• _Task directions_
When a line in the material contains the word "facing", copy it.

• _Records shown_
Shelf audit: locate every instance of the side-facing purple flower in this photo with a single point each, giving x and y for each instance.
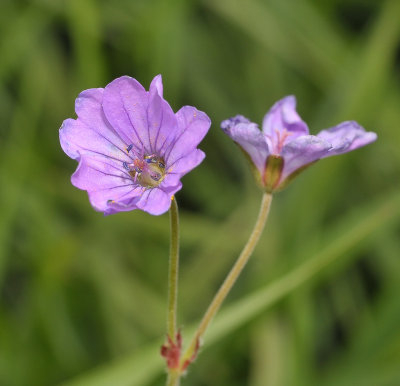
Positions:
(284, 147)
(131, 147)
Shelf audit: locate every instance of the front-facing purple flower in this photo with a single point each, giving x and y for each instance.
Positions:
(284, 147)
(131, 147)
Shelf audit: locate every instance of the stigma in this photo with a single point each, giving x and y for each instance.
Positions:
(147, 170)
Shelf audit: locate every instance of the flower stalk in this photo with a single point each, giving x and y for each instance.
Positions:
(230, 280)
(173, 270)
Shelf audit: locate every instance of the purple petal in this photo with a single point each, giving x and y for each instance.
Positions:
(249, 137)
(104, 183)
(181, 167)
(302, 151)
(163, 125)
(283, 116)
(125, 103)
(346, 136)
(192, 127)
(89, 109)
(156, 85)
(77, 140)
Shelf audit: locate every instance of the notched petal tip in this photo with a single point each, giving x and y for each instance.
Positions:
(157, 85)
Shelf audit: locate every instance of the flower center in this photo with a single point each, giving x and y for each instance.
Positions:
(148, 171)
(279, 140)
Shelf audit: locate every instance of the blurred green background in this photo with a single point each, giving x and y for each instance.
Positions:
(83, 297)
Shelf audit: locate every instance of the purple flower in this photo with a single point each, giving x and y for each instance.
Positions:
(284, 147)
(131, 147)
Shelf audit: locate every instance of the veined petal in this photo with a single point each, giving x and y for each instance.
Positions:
(302, 151)
(104, 183)
(89, 109)
(181, 167)
(346, 136)
(249, 137)
(156, 85)
(192, 127)
(154, 201)
(162, 123)
(283, 116)
(125, 104)
(77, 139)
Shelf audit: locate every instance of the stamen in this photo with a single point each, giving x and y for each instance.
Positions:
(156, 176)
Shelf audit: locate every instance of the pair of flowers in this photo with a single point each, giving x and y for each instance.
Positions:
(133, 149)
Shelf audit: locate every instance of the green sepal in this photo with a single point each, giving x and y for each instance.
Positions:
(292, 176)
(253, 168)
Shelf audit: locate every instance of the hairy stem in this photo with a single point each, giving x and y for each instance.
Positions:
(230, 279)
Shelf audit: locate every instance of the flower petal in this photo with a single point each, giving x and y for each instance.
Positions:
(89, 109)
(125, 104)
(156, 85)
(163, 125)
(192, 127)
(104, 183)
(346, 136)
(302, 151)
(77, 139)
(154, 201)
(249, 137)
(181, 167)
(283, 116)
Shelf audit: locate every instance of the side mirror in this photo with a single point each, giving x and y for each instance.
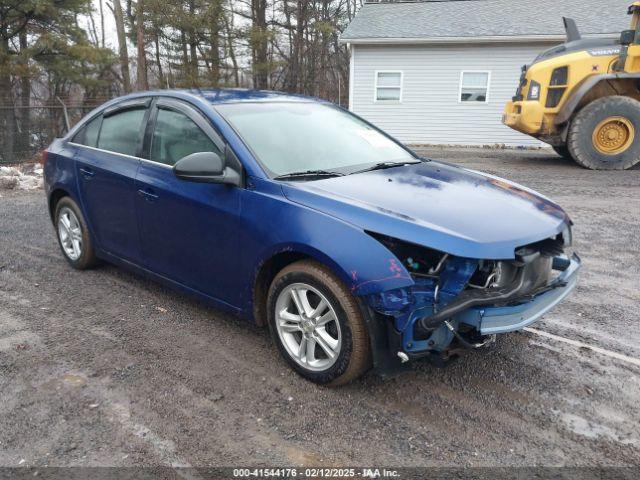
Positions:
(206, 167)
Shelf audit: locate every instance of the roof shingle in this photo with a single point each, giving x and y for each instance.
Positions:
(485, 18)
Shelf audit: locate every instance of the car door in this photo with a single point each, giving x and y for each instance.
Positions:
(106, 165)
(188, 230)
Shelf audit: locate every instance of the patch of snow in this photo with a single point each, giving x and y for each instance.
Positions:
(24, 177)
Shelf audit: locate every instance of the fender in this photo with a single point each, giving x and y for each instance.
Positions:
(365, 265)
(570, 106)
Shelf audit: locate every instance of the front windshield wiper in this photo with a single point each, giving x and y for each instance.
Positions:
(384, 165)
(308, 174)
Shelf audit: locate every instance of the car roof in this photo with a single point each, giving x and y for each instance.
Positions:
(217, 96)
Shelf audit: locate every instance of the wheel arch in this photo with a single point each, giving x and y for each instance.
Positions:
(55, 196)
(276, 261)
(595, 87)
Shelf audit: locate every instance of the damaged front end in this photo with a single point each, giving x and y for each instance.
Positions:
(460, 303)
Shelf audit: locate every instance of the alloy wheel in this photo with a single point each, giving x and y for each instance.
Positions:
(70, 233)
(308, 327)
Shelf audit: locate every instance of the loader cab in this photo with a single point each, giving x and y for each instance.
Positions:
(631, 36)
(629, 60)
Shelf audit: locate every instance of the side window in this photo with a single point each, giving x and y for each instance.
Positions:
(88, 135)
(120, 132)
(176, 136)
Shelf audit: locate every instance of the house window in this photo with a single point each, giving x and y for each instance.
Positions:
(388, 86)
(474, 87)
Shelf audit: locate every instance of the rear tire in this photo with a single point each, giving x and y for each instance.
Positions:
(336, 341)
(604, 134)
(73, 235)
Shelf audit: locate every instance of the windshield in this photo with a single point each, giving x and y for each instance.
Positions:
(301, 137)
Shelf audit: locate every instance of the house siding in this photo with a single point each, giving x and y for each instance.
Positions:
(430, 111)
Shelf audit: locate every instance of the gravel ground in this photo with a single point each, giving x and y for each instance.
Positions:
(103, 368)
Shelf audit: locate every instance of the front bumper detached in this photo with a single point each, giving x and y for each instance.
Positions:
(493, 320)
(485, 320)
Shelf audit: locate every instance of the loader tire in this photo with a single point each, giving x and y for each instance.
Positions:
(605, 135)
(562, 150)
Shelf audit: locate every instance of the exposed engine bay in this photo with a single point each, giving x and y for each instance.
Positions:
(444, 310)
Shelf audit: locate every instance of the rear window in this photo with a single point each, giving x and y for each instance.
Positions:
(120, 132)
(88, 135)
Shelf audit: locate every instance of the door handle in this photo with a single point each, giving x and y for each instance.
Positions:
(87, 173)
(148, 195)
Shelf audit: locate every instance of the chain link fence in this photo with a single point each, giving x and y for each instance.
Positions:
(26, 130)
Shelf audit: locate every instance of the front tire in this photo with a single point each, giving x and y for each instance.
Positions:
(73, 235)
(604, 134)
(317, 324)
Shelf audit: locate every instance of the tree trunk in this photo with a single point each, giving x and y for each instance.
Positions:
(142, 81)
(216, 11)
(160, 73)
(122, 46)
(193, 48)
(259, 44)
(228, 25)
(25, 97)
(102, 34)
(7, 120)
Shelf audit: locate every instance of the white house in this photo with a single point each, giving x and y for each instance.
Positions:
(440, 72)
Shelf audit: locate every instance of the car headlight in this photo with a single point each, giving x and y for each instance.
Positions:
(534, 91)
(567, 237)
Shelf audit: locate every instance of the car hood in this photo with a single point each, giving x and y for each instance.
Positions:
(441, 206)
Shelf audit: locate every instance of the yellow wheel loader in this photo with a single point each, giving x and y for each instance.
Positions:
(583, 98)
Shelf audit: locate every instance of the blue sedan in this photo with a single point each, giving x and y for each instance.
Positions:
(299, 215)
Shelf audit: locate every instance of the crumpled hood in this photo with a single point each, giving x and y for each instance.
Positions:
(441, 206)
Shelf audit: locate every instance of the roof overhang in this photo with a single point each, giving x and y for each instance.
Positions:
(470, 40)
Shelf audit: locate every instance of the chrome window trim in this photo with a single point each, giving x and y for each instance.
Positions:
(124, 155)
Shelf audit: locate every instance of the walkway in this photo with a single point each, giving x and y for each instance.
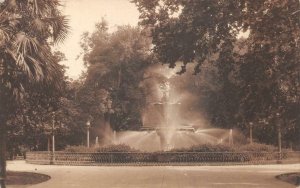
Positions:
(161, 177)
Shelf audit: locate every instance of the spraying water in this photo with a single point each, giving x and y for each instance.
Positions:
(163, 127)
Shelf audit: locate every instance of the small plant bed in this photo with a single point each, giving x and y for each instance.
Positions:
(25, 178)
(292, 178)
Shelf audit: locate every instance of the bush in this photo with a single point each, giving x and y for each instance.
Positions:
(255, 147)
(109, 148)
(116, 148)
(207, 148)
(79, 149)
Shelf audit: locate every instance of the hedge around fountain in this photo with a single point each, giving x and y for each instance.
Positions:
(196, 155)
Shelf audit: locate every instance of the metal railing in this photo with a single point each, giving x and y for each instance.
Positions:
(161, 158)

• _Result for this task_
Shelf audit: locate every instance of the side-facing purple flower in this photo with a single point each, giving x and y for each instance.
Shelf audit: locate every instance of the front-facing purple flower in this photo with a single point each, giving x and y for each instance.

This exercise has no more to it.